DATA FOR THE TASK:
"""

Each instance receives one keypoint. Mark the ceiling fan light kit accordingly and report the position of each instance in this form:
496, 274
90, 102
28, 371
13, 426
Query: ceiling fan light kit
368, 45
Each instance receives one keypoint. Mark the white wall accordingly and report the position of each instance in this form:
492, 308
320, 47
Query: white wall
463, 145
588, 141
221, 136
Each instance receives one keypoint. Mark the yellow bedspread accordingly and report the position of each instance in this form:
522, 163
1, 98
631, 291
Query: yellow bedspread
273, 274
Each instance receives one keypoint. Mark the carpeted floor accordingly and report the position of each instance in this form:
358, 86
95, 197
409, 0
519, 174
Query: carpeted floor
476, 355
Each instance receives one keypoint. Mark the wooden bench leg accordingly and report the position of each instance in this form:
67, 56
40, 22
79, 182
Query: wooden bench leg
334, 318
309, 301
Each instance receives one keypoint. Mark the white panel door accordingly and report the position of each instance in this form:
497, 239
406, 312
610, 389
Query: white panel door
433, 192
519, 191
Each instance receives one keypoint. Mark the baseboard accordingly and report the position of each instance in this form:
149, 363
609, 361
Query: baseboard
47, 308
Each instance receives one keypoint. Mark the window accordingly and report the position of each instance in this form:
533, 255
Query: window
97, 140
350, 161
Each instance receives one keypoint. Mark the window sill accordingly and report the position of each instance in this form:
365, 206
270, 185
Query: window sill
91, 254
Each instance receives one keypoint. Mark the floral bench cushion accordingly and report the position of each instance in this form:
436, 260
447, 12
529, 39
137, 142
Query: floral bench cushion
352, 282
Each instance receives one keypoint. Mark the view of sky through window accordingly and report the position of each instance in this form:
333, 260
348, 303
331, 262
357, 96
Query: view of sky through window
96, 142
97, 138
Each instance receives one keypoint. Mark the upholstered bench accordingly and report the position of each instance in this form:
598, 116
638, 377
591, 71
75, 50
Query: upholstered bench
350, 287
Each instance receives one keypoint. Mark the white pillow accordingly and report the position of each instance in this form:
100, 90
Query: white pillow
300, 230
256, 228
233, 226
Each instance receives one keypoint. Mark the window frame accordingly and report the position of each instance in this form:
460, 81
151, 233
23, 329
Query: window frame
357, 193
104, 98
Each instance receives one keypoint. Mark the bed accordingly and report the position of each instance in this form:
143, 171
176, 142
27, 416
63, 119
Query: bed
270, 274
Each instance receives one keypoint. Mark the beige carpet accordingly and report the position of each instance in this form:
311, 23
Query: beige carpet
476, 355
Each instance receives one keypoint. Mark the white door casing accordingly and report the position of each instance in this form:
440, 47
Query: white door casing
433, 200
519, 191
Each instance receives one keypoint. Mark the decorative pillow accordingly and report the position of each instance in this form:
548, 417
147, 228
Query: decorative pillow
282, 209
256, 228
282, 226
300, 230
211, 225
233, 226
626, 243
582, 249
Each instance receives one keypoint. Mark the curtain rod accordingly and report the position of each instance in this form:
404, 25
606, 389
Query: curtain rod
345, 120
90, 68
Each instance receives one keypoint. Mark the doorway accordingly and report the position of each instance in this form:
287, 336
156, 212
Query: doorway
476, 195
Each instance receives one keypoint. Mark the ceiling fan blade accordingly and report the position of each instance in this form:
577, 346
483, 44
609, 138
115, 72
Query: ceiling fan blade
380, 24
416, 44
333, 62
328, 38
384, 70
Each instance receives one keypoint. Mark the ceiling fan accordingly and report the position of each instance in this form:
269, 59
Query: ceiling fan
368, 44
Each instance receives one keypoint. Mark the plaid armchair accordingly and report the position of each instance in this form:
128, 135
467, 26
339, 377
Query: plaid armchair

"""

TASK DESCRIPTION: Return the lines beginning at the one that contains "Each instance receives one keypoint. Mark the curtain" and continuing through the last line of the data, exactly as they stand and without any others.

SOLUTION:
Each instance receives one keypoint. Mark the curtain rod accordingly and report the position of each instance in this form:
404, 25
606, 389
Query: curtain rod
345, 120
90, 68
Each instance receives one keypoint. Mark the doorway accordingly and report the position of each instance in this form:
287, 336
156, 212
Query: doorway
476, 195
Each instance receives one keypoint. Mark the ceiling fan blade accordingly and report the position of each instance in this form:
577, 346
483, 44
609, 138
115, 72
Query: ceiling fan blade
380, 24
416, 44
333, 62
328, 38
384, 70
Each instance receives one keypoint. Mark the ceiling fan accordingly and report the position of each instance in this form:
269, 59
Query: ceiling fan
368, 44
Each instance receives one keypoint. Mark the plaid armchair accordingly and report the position of each instance in this form:
128, 135
467, 26
339, 377
Query: plaid armchair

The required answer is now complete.